== SET PROBLEM ==
Copy every line of the records below word for word, leaving out the pictures.

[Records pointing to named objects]
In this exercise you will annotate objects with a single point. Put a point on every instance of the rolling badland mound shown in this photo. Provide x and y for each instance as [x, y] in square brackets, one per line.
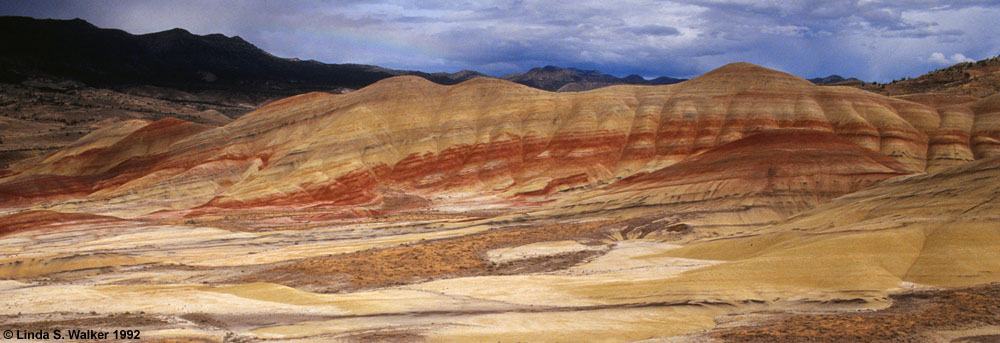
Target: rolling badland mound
[484, 138]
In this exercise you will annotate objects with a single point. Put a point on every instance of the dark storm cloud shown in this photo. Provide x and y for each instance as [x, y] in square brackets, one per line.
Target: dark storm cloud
[874, 40]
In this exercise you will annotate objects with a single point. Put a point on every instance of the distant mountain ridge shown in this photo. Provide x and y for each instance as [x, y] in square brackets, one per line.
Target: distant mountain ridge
[833, 79]
[556, 79]
[111, 58]
[176, 58]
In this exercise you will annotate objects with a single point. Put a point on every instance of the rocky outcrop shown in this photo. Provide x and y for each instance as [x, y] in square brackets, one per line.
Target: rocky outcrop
[488, 137]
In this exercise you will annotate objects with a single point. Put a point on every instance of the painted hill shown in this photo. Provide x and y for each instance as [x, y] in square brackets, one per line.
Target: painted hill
[485, 138]
[556, 79]
[979, 79]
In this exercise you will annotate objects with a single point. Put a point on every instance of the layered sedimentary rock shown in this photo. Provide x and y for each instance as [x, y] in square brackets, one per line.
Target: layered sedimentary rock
[756, 180]
[481, 137]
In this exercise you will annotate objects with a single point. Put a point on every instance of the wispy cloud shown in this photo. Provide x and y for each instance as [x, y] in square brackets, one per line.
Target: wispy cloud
[871, 39]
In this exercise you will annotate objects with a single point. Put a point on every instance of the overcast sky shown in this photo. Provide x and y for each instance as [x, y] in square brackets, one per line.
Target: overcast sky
[869, 39]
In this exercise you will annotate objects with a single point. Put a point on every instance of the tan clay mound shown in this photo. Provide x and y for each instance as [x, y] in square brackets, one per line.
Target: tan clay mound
[484, 137]
[755, 180]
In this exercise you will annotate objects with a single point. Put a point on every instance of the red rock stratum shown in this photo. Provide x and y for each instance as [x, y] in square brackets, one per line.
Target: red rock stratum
[483, 137]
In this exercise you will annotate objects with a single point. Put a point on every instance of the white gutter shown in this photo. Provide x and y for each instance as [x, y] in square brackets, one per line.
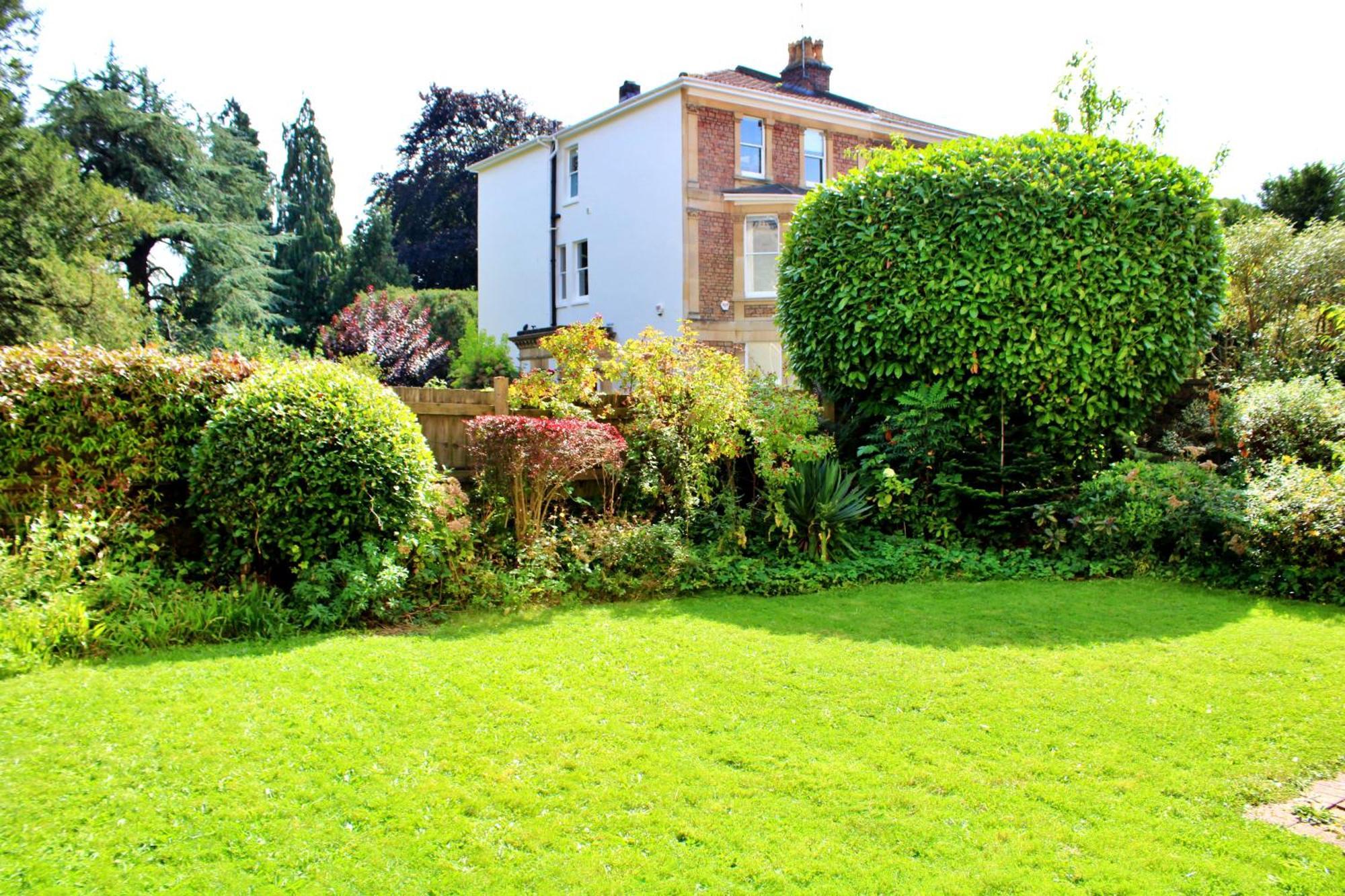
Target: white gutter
[821, 111]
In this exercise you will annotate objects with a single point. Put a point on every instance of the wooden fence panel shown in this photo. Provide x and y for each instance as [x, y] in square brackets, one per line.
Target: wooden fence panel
[443, 415]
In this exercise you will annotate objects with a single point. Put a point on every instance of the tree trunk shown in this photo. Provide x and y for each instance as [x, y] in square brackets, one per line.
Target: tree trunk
[139, 268]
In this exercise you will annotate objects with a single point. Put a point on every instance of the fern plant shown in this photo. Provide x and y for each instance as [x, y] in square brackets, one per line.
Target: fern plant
[821, 502]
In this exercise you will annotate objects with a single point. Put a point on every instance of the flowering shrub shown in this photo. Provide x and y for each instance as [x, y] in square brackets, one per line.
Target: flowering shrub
[107, 430]
[1297, 518]
[303, 460]
[572, 391]
[1143, 514]
[687, 412]
[391, 330]
[533, 460]
[783, 424]
[1301, 417]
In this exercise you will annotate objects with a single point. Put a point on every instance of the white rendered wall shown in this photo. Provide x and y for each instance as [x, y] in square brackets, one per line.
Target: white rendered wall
[630, 210]
[512, 244]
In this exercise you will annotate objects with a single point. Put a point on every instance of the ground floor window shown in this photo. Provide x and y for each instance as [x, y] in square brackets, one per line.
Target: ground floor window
[761, 252]
[766, 357]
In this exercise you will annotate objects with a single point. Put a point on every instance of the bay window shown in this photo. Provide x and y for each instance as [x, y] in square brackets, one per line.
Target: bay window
[814, 157]
[761, 252]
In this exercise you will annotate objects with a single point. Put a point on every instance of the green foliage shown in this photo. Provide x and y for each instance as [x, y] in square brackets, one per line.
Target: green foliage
[372, 264]
[1312, 193]
[1098, 112]
[783, 427]
[145, 608]
[432, 196]
[1234, 212]
[1297, 520]
[481, 358]
[365, 577]
[905, 463]
[231, 280]
[822, 505]
[440, 549]
[1058, 286]
[310, 255]
[607, 559]
[687, 413]
[57, 235]
[1140, 516]
[106, 430]
[65, 592]
[44, 612]
[1284, 287]
[876, 559]
[130, 132]
[1303, 419]
[303, 460]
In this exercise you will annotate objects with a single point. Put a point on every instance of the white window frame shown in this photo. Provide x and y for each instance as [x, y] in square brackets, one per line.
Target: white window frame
[572, 174]
[808, 155]
[748, 256]
[582, 274]
[778, 350]
[758, 175]
[563, 275]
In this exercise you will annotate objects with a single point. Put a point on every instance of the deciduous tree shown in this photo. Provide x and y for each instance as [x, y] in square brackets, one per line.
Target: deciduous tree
[1312, 193]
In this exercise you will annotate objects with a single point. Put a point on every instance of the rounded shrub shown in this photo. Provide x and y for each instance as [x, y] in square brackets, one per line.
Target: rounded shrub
[1297, 517]
[104, 430]
[1065, 283]
[302, 460]
[1301, 419]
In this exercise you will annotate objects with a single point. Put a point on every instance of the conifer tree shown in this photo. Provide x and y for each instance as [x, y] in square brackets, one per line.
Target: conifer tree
[310, 255]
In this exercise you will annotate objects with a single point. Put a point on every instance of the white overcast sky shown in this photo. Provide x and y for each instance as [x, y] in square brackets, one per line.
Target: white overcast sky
[1264, 79]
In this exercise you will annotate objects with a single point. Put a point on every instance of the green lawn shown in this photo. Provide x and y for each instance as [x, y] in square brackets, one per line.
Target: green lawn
[950, 737]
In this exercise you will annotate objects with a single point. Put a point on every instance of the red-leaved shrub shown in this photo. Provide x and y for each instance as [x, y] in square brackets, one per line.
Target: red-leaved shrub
[533, 459]
[391, 330]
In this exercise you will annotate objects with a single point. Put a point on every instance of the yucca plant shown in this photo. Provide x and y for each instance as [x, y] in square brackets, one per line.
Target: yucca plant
[821, 502]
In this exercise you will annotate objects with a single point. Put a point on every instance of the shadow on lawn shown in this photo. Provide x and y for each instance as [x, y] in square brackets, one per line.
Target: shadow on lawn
[992, 614]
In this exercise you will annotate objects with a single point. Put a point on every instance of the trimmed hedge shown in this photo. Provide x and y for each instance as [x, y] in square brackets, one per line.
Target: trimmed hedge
[1067, 282]
[302, 460]
[1297, 419]
[111, 431]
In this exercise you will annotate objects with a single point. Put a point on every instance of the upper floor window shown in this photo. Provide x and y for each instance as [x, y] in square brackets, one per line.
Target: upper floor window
[753, 147]
[563, 279]
[814, 157]
[762, 249]
[582, 267]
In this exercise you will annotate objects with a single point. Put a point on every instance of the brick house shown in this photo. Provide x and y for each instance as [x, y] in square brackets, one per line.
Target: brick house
[670, 206]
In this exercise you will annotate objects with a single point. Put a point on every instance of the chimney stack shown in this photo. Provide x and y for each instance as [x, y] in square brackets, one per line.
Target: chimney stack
[806, 69]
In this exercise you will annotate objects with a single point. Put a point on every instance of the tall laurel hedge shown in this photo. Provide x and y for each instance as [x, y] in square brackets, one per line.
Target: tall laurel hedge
[1066, 282]
[103, 430]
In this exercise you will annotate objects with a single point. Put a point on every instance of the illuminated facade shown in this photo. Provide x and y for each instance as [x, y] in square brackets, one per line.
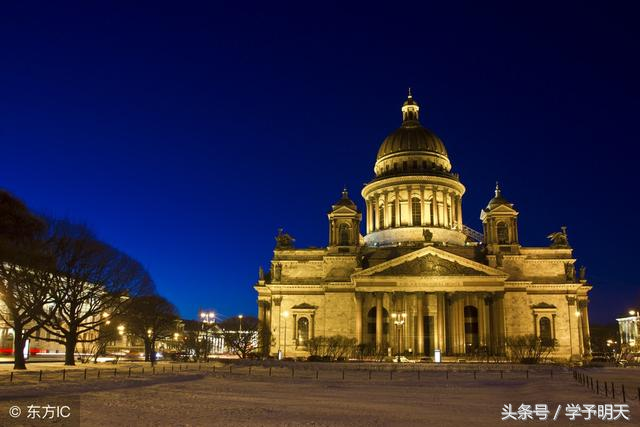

== TASK OUTPUT ==
In this exercise you will annotate objects with a single point. Put a point on every instance of the rolling badland mound shown in this photo. Provide x and y for each instance as [x, y] in square brackets, one per line.
Target: rolling badland mound
[484, 138]
In this exercise you will annotate objects with a single point. Put a point on every instance of the dark storm cloud shown in this photo. Provide x and y for each instance as [x, y] in square brackets, one per line.
Target: dark storm cloud
[874, 40]
In this exercise you will annotate objects with a single point. Put a point on every instance of the distant mountain ridge shown in this photo. Provide x and y for each instance as [x, y] in square brackets, one per line.
Target: distant mountain ridge
[833, 79]
[556, 79]
[111, 58]
[176, 58]
In this exercise you will annotate objects with a single point. Put a point on every instance of the rocky outcrop shown in this photo. Provide x and y for each instance as [x, y] in square brackets, one per line.
Target: rocky outcrop
[488, 137]
In this exercise you will annotate objects with a single point. Put a point on every instance of the painted hill shown in this photo. Provide x and y for each instance as [x, y] in square brackets, one per line.
Target: painted hill
[485, 138]
[556, 79]
[979, 79]
In this exercise you will annotate objects with a single point. Put a point on every instance of the layered sedimentary rock shown in this photo. Provide x and y for each instance as [x, y] in square brackets, one per line.
Target: layered sedimentary rock
[756, 180]
[481, 137]
In this exercise you will annotate objects with a single point. Put a point on every instance of the wispy cloud shown in this photo. Provide x and y for each instance as [x, y] in square brackets, one per line.
Target: wispy cloud
[871, 39]
In this exercise you will annotate objects with a single point. Put a point on every instance of the overcast sky shown in this photo. Provide x and y for each instance as [x, y] in square brackets, one per line.
Target: overcast sky
[869, 39]
In this exercise you will annotate objects with a single point. Put a point on every instance of the tan clay mound shown in this photo. Provide x and y for each instance as [x, y] in square brackets, one per line.
Target: tan clay mound
[484, 137]
[755, 180]
In this exercise you will annotate objects with a single point. Put a point on every instance of the red rock stratum shown in this photo. Provide x and y for each instance as [x, y] in square brackets, one per line.
Target: red rock stratum
[483, 137]
In this exercise you will annotate objects with a single point. Put a point on every instance of the white gutter shown in this photo. Provide x and y for each instance as [x, y] in square brackets, one per line.
Target: white gutter
[821, 111]
In this exercise you will annotate objects with a single point. Put a point on every instance of the wooden fence panel shown in this photo. Provide x and y for each instance as [x, y] in square brackets, one per line.
Target: wooden fence panel
[443, 415]
In this exercise you will annotate objects with a single point. Put a point on every instance of the tree trunk shown in this photo. Provide x and y for each instance as [x, y] in square brackets, one per line.
Target: tree trunk
[139, 268]
In this exercise you will annotate objects with a single point. Put a point on every instance of the fern plant shown in this photo. Provide x and y for each instance as [x, y] in square brackets, one per line.
Target: fern plant
[821, 502]
In this exercise you will annotate objects with a single point. Put a point on every instance of the flowering shrub shown in this photo. Provide x and y for each instance as [x, y] in square brackets, one per line.
Target: flowering shrub
[107, 430]
[1297, 518]
[303, 460]
[572, 391]
[1143, 514]
[687, 412]
[391, 330]
[533, 460]
[783, 424]
[1301, 417]
In this exercise you will annotate objects with a single point. Put a point on every instance of the white rendered wall shown in this photo. Provide x and y for each instance as [x, y] in square brackets, one per line.
Target: white rendered wall
[630, 210]
[512, 244]
In this exercise you will annotate objects with a single point. Put a point on every instance of the ground floor window shown in this photo. Provide x and y for each instance as [x, y] in square brackets, one per line.
Target: ground floor window
[761, 252]
[766, 357]
In this exercise you will annotate objects with a single point. Put a point on every instance of the bay window shown in this photo. Provide x and y for each instance as [x, y] in square brackets, one per line.
Target: bay window
[814, 157]
[761, 252]
In this exercise you will annotate objects with a single point. Put a point on every instance of the green foliage shown in this photo. Provide x and y for each instance as [x, y] in square brackets, one per line.
Target: green foliage
[372, 264]
[1312, 193]
[1098, 112]
[783, 427]
[145, 608]
[432, 196]
[1234, 212]
[1297, 520]
[481, 358]
[365, 577]
[905, 463]
[231, 280]
[822, 505]
[440, 549]
[1058, 286]
[310, 255]
[607, 559]
[687, 413]
[57, 235]
[1140, 516]
[106, 430]
[65, 592]
[44, 612]
[1284, 287]
[876, 559]
[130, 132]
[1303, 419]
[303, 460]
In this exercise you will annotate objects with a single point. Put a point on every instance of the white window frame shown in this photo. Provide x and y for each instance as [x, y] in square brackets, one per line.
Target: white window frame
[572, 174]
[808, 155]
[748, 256]
[582, 274]
[778, 350]
[758, 175]
[563, 275]
In this exercise you will annotate objects with a single point. Put a point on every instance of the deciduous tree shown in this photo. Provide x and y for each instance as [x, y] in square brackets, one per line.
Target: deciduous tree
[1312, 193]
In this exercise you will annotate objects with a single point. Put a point on every instance of the rounded shrub shown in this photo. Provide x and y for each instance as [x, y] in square brackets, one per line.
Target: rounded shrub
[1297, 517]
[104, 430]
[1065, 283]
[302, 460]
[1301, 419]
In this exercise you will annotate objects with a single point. Put a point on every instance of the conifer tree shown in this photo. Provide x and y for each instance as [x, y] in square brackets, one per line.
Target: conifer tree
[310, 255]
In this exercise you will annotate objects with a single point. Put a point on every instance of the white overcast sky shown in this photo. Provide x and y for each instance as [x, y] in square brackets, one per line.
Target: white overcast sky
[1264, 79]
In this exercise you will annotate objects with a single point. Put a point on every instance of the green lawn shown in this photo. Provide x and y for each instance as [x, y] in square brackets, one per line.
Target: green lawn
[950, 737]
In this exercise you will annotate objects with a single point. Put a point on every instance of the red-leaved shrub shown in this photo. Provide x and y for each instance as [x, y] in square brackets, one per line.
Target: red-leaved shrub
[533, 459]
[391, 330]
In this exercise you will annotate objects with a single point. Put a point on every instance of the yucca plant shown in this photo. Provide x and y for each instance as [x, y] in square brackets, one per line.
Target: yucca plant
[821, 502]
In this exercise you will annotate objects with a single point. Put a point on every instance of the shadow on lawn shown in this photo. Provide x and y for each instance as [x, y] in square brackets, one per line.
Target: shadow on lawn
[992, 614]
In this exercise you will annotate objects with a single point. Put a point on every instance of the trimmed hedge shown in this photo. Provide x and y for each instance as [x, y] in square brackets, one per line.
Target: trimmed hedge
[1067, 282]
[302, 460]
[1297, 419]
[111, 431]
In this exercise you will annotate objects with a single point. Put a point on every instance of the upper floor window shown in this photo. Provide x and y for each instance as [x, y] in square brackets, one per line.
Target: upper floor window
[753, 147]
[563, 279]
[814, 157]
[762, 249]
[582, 267]
In this exercise you will annotate objects with a single point. Put a point on every instance of the brick house shown in this photo. Provide x and y for each instance as [x, y] in square brackets, one per line.
Target: brick house
[670, 206]
In this exercise you will annotate objects with a single point. Put a point on every instance of the chimney stack shown in this photo. Provide x and y for each instance as [x, y] in square brackets, one per line.
Target: chimney stack
[806, 69]
In this exercise you will annotate objects with a single point. Put a point on every instance of the tall laurel hedge shown in this photo. Provide x and y for each instance as [x, y] in square brackets, one per line.
Target: tall laurel hedge
[1066, 282]
[103, 430]
In this exercise you will annotate objects with a single point. Put a point on every instance of the illuminated facade shown in this photo. Provide x and y for each instance as [x, y] in square brackets, one per line.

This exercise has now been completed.